| Work item A |
Answer from the passage on parylene coatings:
(i) Which dimer is pyrolyzed in a vacuum to create the parylenes?
(ii) Which wire-wound devices are named as examples?
(iii) At what temperature does the substrate stay in the vacuum chamber?
| Work item B |
Extend the passage on parylene coatings, picking up right after its final sentence about LEDs.

| Excerpt |
* * * * *

Parylene is a unique and versatile polymer coating. Recently, it has gained some popularity thanks to the many benefits and uses it has. In fact, today, parylene conformal coatings, or PCT, can be used in virtually every industry across the globe.
The name parylene is a generic term used for a series of different polymers that are based on paraxylene. The parylenes are created by the pyrolysis of a specific dimer (di-p-xylene) in a vacuum. This vapor will then be deposited on the substrate, which remains at room temperature in the vacuum chamber. This vapor phase deposit ensures the product creates a continuous film that conforms to the substrate it is being deposited on.
Unlike traditional liquid coatings, the parylene will create a uniform coating on all sharp points as well as hard-to-get-to crevices and corners. Also, since the coating is entirely pinhole-free, it offers an unbeatable barrier of protection from the outside environment. In fact, these coatings provide a superior level of protection against gases, solvents, chemicals, and moisture. Keep reading to learn about some of the unique and popular uses for this coating.
Thanks to the characteristics mentioned above, parylene is now considered the top option for use on circuit boards and wire-wound devices like stators and electric motors. In addition to the specialized protection capabilities, parylene also offers electrical insulation properties, a low dielectric constant, and a low friction coefficient.
Today, LED Light Emitting Diodes are a popular form of light. They have replaced the more common and widely used filament bulbs found in streetlights, traffic signage, outdoor ads, car headlights, and more. LEDs are also considered more energy friendly and reliable, but they do have a few unique challenges that other bulbs do not face.

* * * * *

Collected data
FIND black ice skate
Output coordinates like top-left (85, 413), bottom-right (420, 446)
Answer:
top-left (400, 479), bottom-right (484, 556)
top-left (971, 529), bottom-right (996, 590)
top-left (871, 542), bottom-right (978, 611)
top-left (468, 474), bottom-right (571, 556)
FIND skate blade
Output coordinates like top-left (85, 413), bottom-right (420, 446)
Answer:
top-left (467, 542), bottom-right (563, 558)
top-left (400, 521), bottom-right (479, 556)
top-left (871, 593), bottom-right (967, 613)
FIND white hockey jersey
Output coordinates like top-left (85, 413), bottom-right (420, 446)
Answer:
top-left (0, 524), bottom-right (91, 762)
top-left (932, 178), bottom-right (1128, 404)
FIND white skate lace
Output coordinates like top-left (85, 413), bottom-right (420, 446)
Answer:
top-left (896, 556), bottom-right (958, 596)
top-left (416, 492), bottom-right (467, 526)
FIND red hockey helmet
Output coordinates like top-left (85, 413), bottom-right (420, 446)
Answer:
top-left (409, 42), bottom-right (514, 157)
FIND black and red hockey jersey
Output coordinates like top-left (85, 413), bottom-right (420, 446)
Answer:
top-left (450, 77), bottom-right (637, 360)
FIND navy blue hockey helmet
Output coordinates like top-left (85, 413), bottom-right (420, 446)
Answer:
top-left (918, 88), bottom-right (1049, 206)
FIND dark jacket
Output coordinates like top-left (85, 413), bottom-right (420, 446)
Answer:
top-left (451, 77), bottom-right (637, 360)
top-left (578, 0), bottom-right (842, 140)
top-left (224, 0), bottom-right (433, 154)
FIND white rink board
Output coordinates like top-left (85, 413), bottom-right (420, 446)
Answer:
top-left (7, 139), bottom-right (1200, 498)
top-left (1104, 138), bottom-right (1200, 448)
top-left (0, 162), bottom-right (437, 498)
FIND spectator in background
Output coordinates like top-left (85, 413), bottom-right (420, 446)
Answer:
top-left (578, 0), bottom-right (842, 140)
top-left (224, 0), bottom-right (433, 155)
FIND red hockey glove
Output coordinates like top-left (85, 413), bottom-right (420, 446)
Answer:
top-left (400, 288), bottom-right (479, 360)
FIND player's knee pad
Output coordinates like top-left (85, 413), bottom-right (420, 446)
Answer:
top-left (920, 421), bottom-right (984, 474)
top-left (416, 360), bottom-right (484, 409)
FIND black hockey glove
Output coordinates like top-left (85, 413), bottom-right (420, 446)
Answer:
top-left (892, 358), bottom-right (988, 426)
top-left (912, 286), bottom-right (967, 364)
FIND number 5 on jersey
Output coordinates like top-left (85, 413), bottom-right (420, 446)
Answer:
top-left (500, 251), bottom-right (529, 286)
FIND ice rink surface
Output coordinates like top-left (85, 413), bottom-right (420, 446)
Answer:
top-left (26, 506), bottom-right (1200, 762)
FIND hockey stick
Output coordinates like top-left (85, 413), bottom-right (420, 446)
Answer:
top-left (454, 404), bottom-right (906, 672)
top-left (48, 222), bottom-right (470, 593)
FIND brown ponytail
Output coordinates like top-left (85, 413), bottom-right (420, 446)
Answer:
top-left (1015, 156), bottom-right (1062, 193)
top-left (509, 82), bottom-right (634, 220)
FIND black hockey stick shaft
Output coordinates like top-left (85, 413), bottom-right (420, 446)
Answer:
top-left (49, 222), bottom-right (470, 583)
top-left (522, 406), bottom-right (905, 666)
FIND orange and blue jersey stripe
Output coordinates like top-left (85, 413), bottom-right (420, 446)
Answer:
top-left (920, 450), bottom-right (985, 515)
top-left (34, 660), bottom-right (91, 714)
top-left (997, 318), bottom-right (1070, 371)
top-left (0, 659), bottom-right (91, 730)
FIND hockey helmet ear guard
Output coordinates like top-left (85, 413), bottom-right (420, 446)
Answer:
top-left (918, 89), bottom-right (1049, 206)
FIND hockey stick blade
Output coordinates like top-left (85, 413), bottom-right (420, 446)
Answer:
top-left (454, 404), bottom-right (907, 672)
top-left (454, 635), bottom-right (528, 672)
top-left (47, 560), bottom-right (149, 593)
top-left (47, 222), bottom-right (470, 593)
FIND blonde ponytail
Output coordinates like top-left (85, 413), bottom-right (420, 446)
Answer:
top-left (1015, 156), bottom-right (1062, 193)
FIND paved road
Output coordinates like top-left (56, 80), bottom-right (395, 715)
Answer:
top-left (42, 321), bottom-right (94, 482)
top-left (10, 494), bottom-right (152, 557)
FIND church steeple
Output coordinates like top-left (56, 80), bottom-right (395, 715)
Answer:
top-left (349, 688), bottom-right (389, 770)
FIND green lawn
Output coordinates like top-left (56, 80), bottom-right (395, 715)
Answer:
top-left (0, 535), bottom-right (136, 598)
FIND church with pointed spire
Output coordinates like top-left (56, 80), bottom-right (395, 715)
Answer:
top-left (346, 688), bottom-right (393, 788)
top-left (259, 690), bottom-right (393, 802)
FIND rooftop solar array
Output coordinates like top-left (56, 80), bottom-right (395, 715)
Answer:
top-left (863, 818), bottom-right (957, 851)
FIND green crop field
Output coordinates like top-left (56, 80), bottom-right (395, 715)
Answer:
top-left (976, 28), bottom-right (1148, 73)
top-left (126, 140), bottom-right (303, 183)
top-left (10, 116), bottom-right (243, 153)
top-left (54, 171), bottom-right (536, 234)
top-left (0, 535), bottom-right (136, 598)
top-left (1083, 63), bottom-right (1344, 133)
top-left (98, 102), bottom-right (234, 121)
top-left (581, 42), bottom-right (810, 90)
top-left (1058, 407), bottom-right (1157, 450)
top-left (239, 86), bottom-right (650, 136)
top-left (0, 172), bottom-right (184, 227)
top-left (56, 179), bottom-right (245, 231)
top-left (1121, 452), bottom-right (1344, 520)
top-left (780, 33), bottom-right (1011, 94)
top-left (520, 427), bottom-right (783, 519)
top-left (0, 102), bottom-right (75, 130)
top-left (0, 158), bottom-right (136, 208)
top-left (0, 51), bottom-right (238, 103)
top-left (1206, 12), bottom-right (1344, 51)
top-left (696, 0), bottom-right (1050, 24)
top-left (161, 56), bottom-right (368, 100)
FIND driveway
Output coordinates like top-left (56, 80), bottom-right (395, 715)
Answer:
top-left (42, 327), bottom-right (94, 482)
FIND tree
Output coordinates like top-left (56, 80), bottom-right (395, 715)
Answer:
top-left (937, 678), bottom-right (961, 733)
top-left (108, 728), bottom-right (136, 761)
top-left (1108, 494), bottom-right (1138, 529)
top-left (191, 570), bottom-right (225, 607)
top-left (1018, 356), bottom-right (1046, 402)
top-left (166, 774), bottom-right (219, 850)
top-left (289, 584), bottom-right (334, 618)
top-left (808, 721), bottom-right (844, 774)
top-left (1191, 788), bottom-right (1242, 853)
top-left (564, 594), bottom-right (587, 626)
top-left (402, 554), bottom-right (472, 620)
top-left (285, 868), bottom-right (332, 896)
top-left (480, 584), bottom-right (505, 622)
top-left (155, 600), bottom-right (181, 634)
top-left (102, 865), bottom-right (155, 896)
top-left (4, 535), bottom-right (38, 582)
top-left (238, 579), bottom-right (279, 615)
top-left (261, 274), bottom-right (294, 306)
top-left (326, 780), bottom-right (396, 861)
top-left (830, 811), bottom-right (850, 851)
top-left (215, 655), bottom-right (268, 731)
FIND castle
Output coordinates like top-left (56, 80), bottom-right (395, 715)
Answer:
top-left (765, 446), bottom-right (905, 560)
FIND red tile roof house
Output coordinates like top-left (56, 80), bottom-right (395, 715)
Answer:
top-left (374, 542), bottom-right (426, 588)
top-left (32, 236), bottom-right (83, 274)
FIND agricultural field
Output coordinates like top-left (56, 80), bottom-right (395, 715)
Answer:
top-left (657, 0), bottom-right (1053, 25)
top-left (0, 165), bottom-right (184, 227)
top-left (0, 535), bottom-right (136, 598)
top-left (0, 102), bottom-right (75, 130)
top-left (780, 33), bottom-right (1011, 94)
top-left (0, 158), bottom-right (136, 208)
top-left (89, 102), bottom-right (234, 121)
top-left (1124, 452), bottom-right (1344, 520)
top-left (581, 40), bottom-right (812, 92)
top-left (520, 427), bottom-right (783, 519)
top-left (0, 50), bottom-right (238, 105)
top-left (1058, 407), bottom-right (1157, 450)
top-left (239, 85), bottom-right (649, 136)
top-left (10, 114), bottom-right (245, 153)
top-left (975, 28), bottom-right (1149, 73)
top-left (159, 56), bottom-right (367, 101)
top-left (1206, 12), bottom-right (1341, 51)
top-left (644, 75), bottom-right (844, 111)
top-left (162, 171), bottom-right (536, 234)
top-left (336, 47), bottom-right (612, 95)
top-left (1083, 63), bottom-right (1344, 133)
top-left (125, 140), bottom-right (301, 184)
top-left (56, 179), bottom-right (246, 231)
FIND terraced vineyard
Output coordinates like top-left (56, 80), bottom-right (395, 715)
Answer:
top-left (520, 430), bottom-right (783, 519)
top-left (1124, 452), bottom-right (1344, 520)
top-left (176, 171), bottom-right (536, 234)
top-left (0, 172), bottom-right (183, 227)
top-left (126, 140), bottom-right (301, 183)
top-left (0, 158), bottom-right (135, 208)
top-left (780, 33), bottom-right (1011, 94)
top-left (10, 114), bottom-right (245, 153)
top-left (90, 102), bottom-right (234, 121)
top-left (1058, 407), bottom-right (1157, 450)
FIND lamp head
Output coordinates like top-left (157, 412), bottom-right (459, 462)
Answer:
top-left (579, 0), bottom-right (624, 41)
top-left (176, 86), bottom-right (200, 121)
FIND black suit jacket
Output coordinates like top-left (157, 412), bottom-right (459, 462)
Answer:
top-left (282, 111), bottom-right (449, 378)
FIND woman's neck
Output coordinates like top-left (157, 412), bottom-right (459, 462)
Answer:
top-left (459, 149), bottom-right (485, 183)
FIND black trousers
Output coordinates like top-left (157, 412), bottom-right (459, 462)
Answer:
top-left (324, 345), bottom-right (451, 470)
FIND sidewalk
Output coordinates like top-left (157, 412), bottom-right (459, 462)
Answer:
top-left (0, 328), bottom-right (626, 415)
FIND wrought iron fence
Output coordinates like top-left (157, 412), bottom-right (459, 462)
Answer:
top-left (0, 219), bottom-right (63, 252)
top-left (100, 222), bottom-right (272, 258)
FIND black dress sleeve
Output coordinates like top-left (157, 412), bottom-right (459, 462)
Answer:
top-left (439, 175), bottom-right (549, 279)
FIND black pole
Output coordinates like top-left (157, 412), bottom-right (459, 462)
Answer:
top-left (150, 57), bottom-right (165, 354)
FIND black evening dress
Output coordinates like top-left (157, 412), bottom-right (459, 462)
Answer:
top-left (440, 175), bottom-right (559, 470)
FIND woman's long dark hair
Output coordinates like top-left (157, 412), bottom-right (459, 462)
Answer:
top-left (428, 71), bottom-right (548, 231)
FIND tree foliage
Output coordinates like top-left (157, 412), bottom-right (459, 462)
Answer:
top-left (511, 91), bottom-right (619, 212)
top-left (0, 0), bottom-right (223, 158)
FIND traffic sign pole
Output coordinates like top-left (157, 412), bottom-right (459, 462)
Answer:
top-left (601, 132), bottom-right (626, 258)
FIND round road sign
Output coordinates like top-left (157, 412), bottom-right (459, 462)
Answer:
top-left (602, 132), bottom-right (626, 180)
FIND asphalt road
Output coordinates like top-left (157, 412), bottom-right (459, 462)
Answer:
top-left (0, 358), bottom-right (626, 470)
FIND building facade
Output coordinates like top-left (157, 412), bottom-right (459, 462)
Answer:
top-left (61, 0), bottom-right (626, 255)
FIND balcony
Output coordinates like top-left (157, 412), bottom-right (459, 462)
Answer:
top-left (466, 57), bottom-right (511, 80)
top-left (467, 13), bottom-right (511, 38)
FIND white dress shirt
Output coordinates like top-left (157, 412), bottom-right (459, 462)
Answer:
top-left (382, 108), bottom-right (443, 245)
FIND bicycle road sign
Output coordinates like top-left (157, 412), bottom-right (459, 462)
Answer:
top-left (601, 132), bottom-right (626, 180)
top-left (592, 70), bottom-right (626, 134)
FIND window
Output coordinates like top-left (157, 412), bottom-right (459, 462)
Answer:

* * * * *

| Written response A |
(i) Di-p-xylene
(ii) Stators and electric motors
(iii) Room temperature

| Written response B |
For example, LEDs are much more susceptible to ultraviolet light when exposed to the sun, heat, and moisture. These are additional situations where parylene is useful. That is because parylene will not distort the light, nor does it add weight to the bulb. While this is true, it still offers a maximum level of protection from UV light, moisture, and heat.
The Medical Industry
When it comes to parylene coatings, the medical industry has the most diverse and widespread uses. The thinner film of the parylene coating is non-toxic, biocompatible, and pinhole-free. As a result, it offers a barrier against inorganic and organic solvents and fluids. It will also effectively withstand all types of sterilization methods, which include autoclave, gamma, and E-beam. Some of the top examples of items that are protected and coated with parylene include catheters, hypo needles, medicine bottles, coronary stents, hearing aids, and implantable devices.
Several of the complex components found in vehicles and electronic systems require a coating of parylene. This ensures the parts can continue to operate properly and safely in a harsh environments, including being exposed to salt, oils, cold, and heat.
It is clear the uses for parylene are vast. It is a substance that is used in an array of industries and that offers many benefits.